COMPLETE THE FOLLOWING:
(a) Retype the section of the blog post that begins with the words containing "Yep, life is" and ends with "never get there.".
(b) Extend the blog post, picking up right after its final sentence.

EXERCISE PASSAGE:
* * *
Yep, life is strange. And ironic. I’m 15 years younger and don’t have terminal cancer, but I know life is too short. Which is why I no longer play the piddly ass political game. They’ve never done anything of note and they never will. They’re spinning their wheels in the sand. They’re wasting time. I just don’t understand “half-measure”. I’ve seen it my whole life with co-workers and friends and such. They never get up “Bircher Hill“. They get to the base of it but never see the last climb. They are all generally smarter and better educated than I am but they just never get there.

[10:30 pm update: I heard the first half of tonight’s show with substitute Rich Valdés. It was a nice tribute to Jim. A longtime caller really nailed it. He said Jim was “fair and square” down the line. That he didn’t go into a show with a topic or guest with his mind already made up. He gave everybody a shot. I can’t remember all his words but the gist of it was a humanity Jim had that I wasn’t able to convey earlier. Which is why I did the post because I liked the guy and could tell he was a decent person. Rich has been named the replacement.]

Laugh-In announcer Gary Owens

EYVIND EARLE

“Born in New York in 1916, Eyvind Earle began his prolific career at the age of ten when his father, Ferdinand Earle, gave him a challenging choice: read 50 pages of a book or paint a picture every day. Earle choose both. From the time of his first one-man showing in France when he was 14, Earle’s fame had grown steadily. At the age of 21, Earle bicycled across country from Hollywood to New York, paying his way by painting 42 watercolors (that’s interesting). In 1937, he opened at the Charles Morgan Galleries, his first of many one-man shows in New York. Two years later at his third consecutive showing at the gallery, the response to his work was so positive that the exhibition sold out and the Metropolitan Museum of Art purchased one of his paintings for their permanent collection. His earliest work was strictly realistic, but after having studied the work of a variety of masters such as Van Gogh, Cézanne, Rockwell Kent and Georgia O’Keefe, Earle by the age of 21, came into his own unique style. His oeuvre is characterized by a simplicity, directness and surety of handling.
* * *
Extracted records:
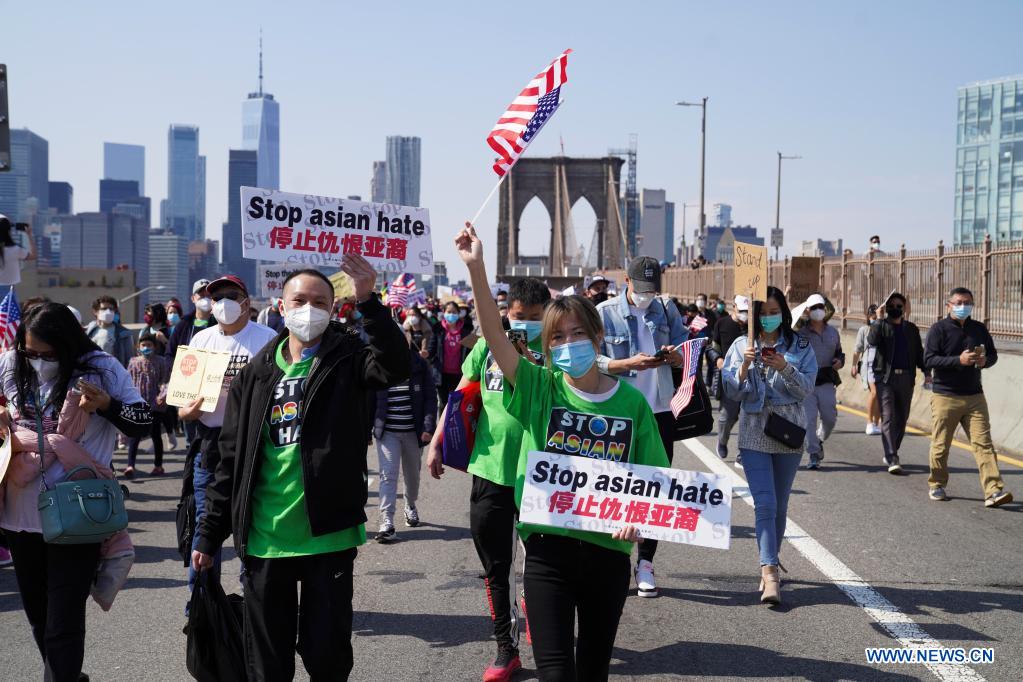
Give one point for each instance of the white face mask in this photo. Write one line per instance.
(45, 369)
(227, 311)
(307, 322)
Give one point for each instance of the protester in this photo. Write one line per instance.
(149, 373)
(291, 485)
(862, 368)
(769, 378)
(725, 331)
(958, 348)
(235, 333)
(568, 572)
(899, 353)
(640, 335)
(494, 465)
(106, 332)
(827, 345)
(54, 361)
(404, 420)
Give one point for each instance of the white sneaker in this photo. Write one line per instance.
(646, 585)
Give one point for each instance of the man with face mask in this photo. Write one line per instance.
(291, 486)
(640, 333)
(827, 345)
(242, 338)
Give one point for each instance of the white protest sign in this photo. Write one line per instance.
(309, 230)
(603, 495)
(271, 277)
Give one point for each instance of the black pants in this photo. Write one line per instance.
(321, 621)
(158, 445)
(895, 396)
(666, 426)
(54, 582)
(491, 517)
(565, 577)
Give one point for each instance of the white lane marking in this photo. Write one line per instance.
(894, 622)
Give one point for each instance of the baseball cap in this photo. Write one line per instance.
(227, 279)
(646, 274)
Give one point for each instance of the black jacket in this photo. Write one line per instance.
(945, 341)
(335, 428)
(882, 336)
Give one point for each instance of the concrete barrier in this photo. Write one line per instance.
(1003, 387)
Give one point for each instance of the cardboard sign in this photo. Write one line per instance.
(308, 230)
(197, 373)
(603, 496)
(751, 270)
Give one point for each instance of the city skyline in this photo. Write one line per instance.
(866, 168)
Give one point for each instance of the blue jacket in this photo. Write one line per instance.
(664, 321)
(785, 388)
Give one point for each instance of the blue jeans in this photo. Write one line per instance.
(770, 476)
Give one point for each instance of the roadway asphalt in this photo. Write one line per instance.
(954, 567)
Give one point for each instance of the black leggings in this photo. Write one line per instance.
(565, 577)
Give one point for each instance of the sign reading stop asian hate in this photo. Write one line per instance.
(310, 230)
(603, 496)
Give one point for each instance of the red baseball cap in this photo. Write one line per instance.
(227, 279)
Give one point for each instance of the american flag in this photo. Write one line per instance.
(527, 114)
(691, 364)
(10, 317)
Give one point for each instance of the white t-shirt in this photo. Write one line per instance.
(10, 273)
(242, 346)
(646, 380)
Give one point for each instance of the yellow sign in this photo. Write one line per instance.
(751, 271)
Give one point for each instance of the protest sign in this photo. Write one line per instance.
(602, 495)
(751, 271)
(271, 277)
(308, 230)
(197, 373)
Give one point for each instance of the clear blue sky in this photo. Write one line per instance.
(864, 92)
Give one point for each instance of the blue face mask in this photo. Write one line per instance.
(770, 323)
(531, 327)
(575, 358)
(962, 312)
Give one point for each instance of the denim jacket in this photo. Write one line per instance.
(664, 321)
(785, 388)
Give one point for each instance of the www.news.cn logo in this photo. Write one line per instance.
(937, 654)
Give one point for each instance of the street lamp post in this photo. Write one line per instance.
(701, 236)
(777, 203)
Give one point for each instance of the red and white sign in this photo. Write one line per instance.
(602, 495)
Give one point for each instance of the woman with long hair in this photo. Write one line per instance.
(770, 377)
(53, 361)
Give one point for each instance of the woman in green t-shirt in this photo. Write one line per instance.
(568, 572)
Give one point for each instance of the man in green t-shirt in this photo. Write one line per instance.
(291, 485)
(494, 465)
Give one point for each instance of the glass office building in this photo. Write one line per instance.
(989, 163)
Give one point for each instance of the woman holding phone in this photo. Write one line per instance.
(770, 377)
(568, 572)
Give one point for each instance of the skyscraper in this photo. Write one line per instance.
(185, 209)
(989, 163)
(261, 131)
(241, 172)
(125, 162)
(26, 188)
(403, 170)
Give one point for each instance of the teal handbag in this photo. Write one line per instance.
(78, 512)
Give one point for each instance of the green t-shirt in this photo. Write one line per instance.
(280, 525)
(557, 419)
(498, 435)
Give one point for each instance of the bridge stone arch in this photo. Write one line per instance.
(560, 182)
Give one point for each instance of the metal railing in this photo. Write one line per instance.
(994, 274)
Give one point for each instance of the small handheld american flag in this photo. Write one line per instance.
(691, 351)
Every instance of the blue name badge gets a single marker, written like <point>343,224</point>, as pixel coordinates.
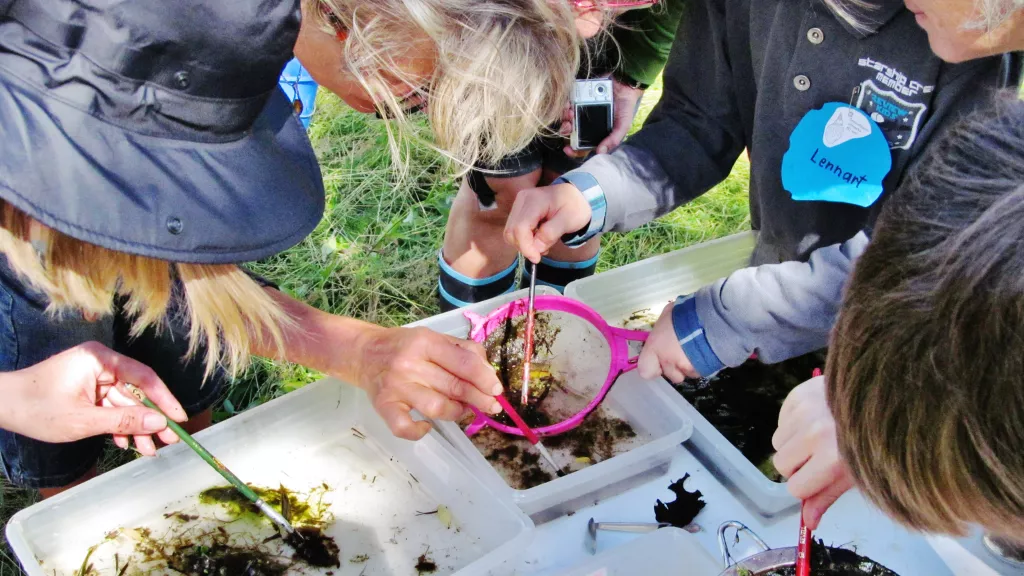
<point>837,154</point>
* * *
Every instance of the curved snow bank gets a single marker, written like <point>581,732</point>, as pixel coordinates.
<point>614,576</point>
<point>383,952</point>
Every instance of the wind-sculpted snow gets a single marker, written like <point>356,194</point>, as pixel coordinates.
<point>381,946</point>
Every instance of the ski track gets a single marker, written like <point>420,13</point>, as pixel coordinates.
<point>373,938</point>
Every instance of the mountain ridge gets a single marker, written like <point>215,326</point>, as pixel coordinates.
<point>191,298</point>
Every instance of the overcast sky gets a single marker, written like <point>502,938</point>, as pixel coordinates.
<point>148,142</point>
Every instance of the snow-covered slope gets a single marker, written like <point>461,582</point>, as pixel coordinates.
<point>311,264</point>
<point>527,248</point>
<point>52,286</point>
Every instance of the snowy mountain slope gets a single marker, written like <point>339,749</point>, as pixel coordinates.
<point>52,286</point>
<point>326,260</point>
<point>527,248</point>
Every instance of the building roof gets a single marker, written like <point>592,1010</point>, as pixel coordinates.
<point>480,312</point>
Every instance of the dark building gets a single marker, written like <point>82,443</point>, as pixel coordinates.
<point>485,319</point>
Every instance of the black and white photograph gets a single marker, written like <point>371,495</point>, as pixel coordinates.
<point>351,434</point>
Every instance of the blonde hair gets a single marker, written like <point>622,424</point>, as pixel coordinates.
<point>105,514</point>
* * *
RESULTS FOR THE EXERCISE:
(a)
Yep, life is strange. And ironic. I’m 15 years younger and don’t have terminal cancer, but I know life is too short. Which is why I no longer play the piddly ass political game. They’ve never done anything of note and they never will. They’re spinning their wheels in the sand. They’re wasting time. I just don’t understand “half-measure”. I’ve seen it my whole life with co-workers and friends and such. They never get up “Bircher Hill“. They get to the base of it but never see the last climb. They are all generally smarter and better educated than I am but they just never get there.

(b)
In 1951 Earle joined Walt Disney studios as an assistant background painter. Earle intrigued Disney in 1953 when he created the look of “Toot, Whistle, Plunk and Boom” an animated short that won an Academy Award and a Cannes Film Festival Award. Disney kept the artist busy for the rest of decade, painting the settings for such stories as “Peter Pan”, “For Whom the Bulls Toil”, “Working for Peanuts”, “Pigs is Pigs”, “Paul Bunyan” and “Lady and the Tramp”. Earle was responsible for the styling, background and colors for the highly acclaimed movie “Sleeping Beauty” and gave the movie its magical, medieval look. He also painted the dioramas for Sleeping Beauty’s Castle at Disneyland in Anaheim, California….” – Eyvind Earle bio dot com

To me looking for more of his art after the lead off piece, everything was normal. Art the way God intended with the colors of red, white and blue. Then it quickly turned into ominous purples and sinister blacks! That’s when I could see the similarities to maybe his most famous work: Sleeping Beauty!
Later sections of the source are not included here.